START

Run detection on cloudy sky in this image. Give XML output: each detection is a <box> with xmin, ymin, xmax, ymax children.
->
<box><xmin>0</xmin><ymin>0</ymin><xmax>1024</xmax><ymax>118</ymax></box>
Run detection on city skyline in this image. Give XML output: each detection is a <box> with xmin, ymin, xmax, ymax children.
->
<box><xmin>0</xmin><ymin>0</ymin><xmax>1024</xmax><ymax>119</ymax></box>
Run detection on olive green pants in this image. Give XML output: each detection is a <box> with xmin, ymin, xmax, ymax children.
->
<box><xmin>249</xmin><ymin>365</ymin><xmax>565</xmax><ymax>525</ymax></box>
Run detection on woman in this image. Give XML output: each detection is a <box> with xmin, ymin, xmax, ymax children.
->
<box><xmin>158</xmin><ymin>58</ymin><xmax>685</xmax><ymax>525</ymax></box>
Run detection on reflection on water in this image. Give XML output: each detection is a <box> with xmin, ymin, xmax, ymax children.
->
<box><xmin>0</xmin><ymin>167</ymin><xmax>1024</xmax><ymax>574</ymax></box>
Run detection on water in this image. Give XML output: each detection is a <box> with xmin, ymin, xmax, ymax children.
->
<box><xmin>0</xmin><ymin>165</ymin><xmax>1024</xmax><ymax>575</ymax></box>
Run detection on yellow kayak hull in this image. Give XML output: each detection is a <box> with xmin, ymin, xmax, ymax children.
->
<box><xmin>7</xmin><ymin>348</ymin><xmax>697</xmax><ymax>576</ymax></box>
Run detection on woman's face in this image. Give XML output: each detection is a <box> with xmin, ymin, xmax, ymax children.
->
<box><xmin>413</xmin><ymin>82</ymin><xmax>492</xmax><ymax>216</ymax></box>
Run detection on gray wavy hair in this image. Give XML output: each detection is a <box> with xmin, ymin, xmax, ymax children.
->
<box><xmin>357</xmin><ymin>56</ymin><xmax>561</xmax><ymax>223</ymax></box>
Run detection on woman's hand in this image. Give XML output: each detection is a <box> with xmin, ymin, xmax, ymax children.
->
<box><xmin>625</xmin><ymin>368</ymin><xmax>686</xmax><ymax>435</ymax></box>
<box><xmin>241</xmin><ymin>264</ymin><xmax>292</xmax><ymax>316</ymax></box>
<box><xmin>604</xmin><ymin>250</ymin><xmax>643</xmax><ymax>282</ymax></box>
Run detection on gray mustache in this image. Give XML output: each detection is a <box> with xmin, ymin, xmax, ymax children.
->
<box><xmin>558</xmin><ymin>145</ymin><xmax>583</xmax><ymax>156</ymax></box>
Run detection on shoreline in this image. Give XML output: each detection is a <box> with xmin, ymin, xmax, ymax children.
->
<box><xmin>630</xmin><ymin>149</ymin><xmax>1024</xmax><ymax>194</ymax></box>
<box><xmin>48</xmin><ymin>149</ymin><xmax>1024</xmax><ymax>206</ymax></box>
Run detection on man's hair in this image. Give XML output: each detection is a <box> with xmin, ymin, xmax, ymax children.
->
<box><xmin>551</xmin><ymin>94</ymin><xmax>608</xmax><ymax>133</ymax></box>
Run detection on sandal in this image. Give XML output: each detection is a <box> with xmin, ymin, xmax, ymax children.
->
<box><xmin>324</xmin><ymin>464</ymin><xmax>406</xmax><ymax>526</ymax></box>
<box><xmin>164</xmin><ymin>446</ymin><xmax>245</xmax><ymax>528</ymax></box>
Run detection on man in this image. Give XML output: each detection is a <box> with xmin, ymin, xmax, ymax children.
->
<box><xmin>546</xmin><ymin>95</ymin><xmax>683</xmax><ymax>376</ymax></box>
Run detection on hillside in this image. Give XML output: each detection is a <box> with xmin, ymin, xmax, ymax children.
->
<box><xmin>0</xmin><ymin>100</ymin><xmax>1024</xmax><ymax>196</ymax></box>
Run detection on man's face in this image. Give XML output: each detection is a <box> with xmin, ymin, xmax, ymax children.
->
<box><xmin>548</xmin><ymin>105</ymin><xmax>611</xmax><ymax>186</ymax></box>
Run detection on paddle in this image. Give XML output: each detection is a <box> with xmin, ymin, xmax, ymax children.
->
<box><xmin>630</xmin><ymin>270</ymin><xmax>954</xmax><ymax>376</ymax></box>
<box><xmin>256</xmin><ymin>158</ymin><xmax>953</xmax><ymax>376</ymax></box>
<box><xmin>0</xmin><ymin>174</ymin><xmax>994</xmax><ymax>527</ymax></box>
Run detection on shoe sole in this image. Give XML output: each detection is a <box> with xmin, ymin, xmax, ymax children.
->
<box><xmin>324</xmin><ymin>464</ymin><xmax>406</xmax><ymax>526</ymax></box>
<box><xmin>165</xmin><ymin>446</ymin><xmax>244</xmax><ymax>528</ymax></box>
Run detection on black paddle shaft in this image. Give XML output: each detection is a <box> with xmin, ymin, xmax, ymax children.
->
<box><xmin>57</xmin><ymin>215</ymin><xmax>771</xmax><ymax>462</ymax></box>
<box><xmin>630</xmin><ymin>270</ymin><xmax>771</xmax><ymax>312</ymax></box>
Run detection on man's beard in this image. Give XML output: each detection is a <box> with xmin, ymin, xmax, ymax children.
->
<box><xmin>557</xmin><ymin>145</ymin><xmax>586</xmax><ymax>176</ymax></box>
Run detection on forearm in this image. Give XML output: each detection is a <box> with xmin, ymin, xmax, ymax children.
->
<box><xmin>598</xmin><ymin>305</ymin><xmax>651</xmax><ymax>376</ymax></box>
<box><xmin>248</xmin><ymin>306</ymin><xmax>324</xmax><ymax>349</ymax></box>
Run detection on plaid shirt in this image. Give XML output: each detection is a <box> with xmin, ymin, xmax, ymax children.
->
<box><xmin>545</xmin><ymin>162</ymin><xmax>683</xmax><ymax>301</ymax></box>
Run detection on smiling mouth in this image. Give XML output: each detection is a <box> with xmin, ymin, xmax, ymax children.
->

END

TASK PROMPT -
Count the lines in the data above that contain the string "face", matching case exactly, and reply with that number only.

COMPLETED EXERCISE -
2